> WHAT YOU WILL DO:
(1) From the article on the film Running Out of Time, answer each question below:
(a) Who edited the film?
(b) How long does the battle of wits between the criminal and the police negotiator last?
(c) Who does Peter Cheung, the mentor Baldy betrayed, turn out to be?
(2) Decide whether each statement agrees with the article on the film Running Out of Time. Answer yes or no and quote the words of the article that settle it.
(a) The film runs 93 minutes.
(b) Sean Lau won the Hong Kong Film Award for Best Actor for his role in the film.
(c) Cheung first appears during a real robbery at a bank.

> TEXT PASSAGE:
Chinese name
- Traditional Chinese: 暗戰
- Simplified Chinese: 暗战

Standard Mandarin
- Hanyu Pinyin: Àn Zhàn

Yue: Cantonese
- Jyutping: Am3 Zin3
- Directed by: Johnnie To
- Written by: Yau Nai-hoi Laurent Courtiaud Julien Carbon
- Produced by: Johnnie To
- Starring: Andy Lau Sean Lau
- Cinematography: Cheng Siu-Keung
- Edited by: Andy Chan
- Music by: Raymond Wong
- Production companies: Win's Entertainment Milkyway Image
- Distributed by: China Star Entertainment Group
- Release date: 23 September 1999;
- Running time: 93 minutes
- Country: Hong Kong
- Language: Cantonese
- Box office: HK$14,651,824

= Running Out of Time (1999 film) =

1999 Hong Kong film by Johnnie To

Running Out of Time (; literal title: Hidden War) is a 1999 Hong Kong action thriller film produced and directed by Johnnie To and starring Andy Lau as a cancer-ridden criminal who challenges a police negotiator, played by Sean Lau, to a 72-hour battle of wits and courage. Andy Lau won his first Hong Kong Film Award for Best Actor in 2000 for his performance in the film. The film was followed by a sequel, Running Out of Time 2, which was released in 2001.

==Plot==

Inspector Ho Sheung-sang (Sean Lau) is a talented police negotiator who often goes unrecognized. He meets Cheung Wah (Andy Lau), a man with only weeks to live, who sets up an elaborate game to challenge Ho. Cheung first appears during a fake robbery at a finance company, using fake bullets and a mock bomb to pull Ho into a three-day contest. Cheung keeps outsmarting the police, escaping with clever disguises and careful planning. As the game progresses, Ho becomes increasingly determined to find out why Cheung chose him and what the game's real purpose is.

While Ho and Cheung play their game, Cheung also gets involved in a bigger conflict in the criminal underworld. He targets Baldy, a ruthless gangster who stole a valuable diamond and betrayed his old mentor, Peter Cheung, who turns out to be Cheung Wah’s late father. Cheung uses surveillance, sneaks into Baldy’s office, and pulls off a daring vault theft with a lookalike car and disguise to steal the diamond from Baldy. Meanwhile, Ho learns who Cheung really is and that he wants to avenge his father. Even though they are on opposite sides of the law, Ho and Cheung have to work together when Baldy’s men attack. Over time, they start to respect each other’s intelligence and determination.

> DATA FOR ANALYSIS:

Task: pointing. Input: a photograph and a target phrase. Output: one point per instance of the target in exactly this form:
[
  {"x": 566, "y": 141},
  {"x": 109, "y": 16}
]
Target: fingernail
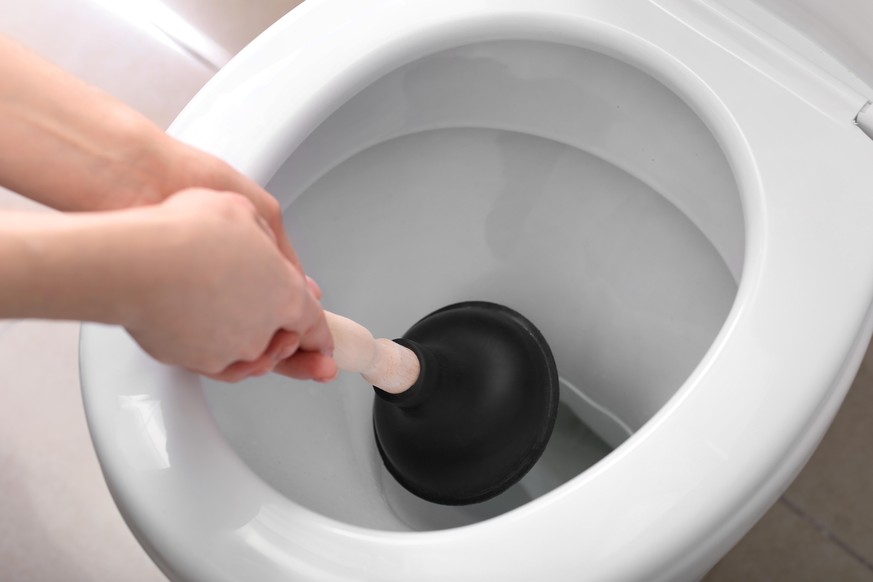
[
  {"x": 330, "y": 379},
  {"x": 262, "y": 371},
  {"x": 286, "y": 353}
]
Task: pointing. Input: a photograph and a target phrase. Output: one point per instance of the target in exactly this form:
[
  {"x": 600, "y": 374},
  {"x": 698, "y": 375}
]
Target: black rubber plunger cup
[{"x": 482, "y": 410}]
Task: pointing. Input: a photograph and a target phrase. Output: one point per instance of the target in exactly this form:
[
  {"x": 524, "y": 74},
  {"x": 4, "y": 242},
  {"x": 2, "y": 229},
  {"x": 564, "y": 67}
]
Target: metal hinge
[{"x": 864, "y": 119}]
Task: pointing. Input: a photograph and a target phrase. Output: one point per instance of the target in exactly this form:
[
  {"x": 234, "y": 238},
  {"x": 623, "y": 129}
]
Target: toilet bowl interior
[{"x": 566, "y": 184}]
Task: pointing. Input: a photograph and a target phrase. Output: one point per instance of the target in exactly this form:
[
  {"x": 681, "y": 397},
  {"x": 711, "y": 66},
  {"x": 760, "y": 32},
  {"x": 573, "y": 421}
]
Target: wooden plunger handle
[{"x": 382, "y": 362}]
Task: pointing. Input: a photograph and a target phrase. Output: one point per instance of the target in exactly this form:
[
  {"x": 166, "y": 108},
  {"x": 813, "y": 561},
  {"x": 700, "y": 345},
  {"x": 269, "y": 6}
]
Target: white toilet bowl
[{"x": 681, "y": 204}]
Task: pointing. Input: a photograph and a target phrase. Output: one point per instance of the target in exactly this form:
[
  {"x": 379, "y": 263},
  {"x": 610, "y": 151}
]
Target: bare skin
[{"x": 175, "y": 245}]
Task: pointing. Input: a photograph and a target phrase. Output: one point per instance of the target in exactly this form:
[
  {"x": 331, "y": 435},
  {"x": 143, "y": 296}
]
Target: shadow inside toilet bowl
[{"x": 562, "y": 183}]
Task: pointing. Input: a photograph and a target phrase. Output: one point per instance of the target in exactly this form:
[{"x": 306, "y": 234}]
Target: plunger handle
[{"x": 382, "y": 362}]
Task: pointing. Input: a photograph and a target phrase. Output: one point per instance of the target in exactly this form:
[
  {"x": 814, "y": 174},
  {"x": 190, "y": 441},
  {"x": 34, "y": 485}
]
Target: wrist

> LIST OF SOLUTIONS:
(1)
(a) Andy Chan
(b) 72 hours
(c) Cheung Wah's late father

(2)
(a) Yes: "Running time: 93 minutes"
(b) No: "Andy Lau won his first Hong Kong Film Award for Best Actor in 2000 for his performance in the film."
(c) No: "Cheung first appears during a fake robbery at a finance company"